WORK REQUIRED> Reproduce the page on Agents and Building Blocks word for word, starting with "Providers define how" and going on through "clips into text.".

PASSAGE FOR REVIEW>
»»

Develop
Develop
Select your platform

Agents and Building Blocks

Updated: Dec 16, 2025

Learning Objectives

  • Understand how Agents coordinate runtime data flow and events in AI Building Blocks.
  • Learn how Providers handle model inference across Cloud, Local, and On-Device backends.
  • Connect multiple Agents to build modular, event-driven, and multimodal AI pipelines.
  • Combine vision, speech, and language Agents to create interactive XR experiences.
  • Extend or customize existing Agents using inheritance and UnityEvents without modifying Providers.
Agents are Unity components that bring core AI capabilities — such as object detection, natural language processing, and speech synthesis — into XR applications. Each Agent coordinates runtime data flow between your scene and an inference Provider (Cloud, Local, or On-Device).
Providers define how inference runs and how input/output is formatted, while Agents handle when and where data is captured, processed, and dispatched in Unity.

Overview of Available Building Blocks

Building BlockAgent(s)Purpose
Object Detection
ObjectDetectionAgent, ObjectDetectionVisualizer
Detects and tracks objects in passthrough or camera textures.
Large Language Model (LLM)
LlmAgent, LlmAgentHelper
Manages text and multimodal chat using GPT, Llama, or similar models.
Speech-to-Text (STT)
SpeechToTextAgent
Converts user speech or audio clips into text.
Text-to-Speech (TTS)
TextToSpeechAgent
Generates natural-sounding voice from text.
All four Building Blocks, which are made up of four agents and their helper classes, share a consistent interface and can be combined to form complex, multimodal pipelines.

Object Detection

Object Detection
Possible Bounding Box Misalignment
We have a fix ready for the upcoming release that will take into account different resolutions and aspect ratios of the Passthrough Camera. If you are currently experiencing an offset on your bounding boxes, please set the resolution on your PassthroughCameraAccess component to x: 1280, y: 960, which was previously the default resolution.

Components

  • ObjectDetectionAgent: Runs inference and returns structured detection data.
  • ObjectDetectionVisualizer: Renders bounding boxes or 3D meshes in the scene.

Data Flow

  1. The Agent captures a frame from PassthroughCamera.
  2. It sends the texture to the assigned Provider (for example, UnityInferenceEngineProvider or HuggingFaceProvider).
  3. The Provider returns detection results (bounding boxes, class labels, confidence scores).
  4. The Visualizer draws the results in world space.

How to place object detections in 3D space

When importing the Object Detection Building Block with visualizer, the visualizer will also import the DepthTextureAccess class. This provides the visualizer with depth data to turn 2D detections into real-world 3D results.

««

DATA SEGMENT>
»»

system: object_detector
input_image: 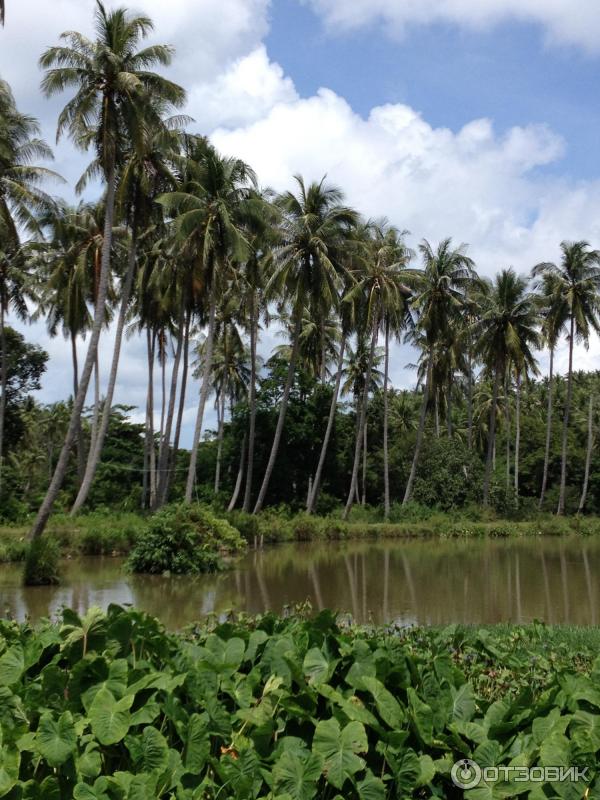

««

RESPONSE TO THIS TASK>
Providers define how inference runs and how input/output is formatted, while Agents handle when and where data is captured, processed, and dispatched in Unity.

Overview of Available Building Blocks

Building BlockAgent(s)Purpose
Object Detection
ObjectDetectionAgent, ObjectDetectionVisualizer
Detects and tracks objects in passthrough or camera textures.
Large Language Model (LLM)
LlmAgent, LlmAgentHelper
Manages text and multimodal chat using GPT, Llama, or similar models.
Speech-to-Text (STT)
SpeechToTextAgent
Converts user speech or audio clips into text.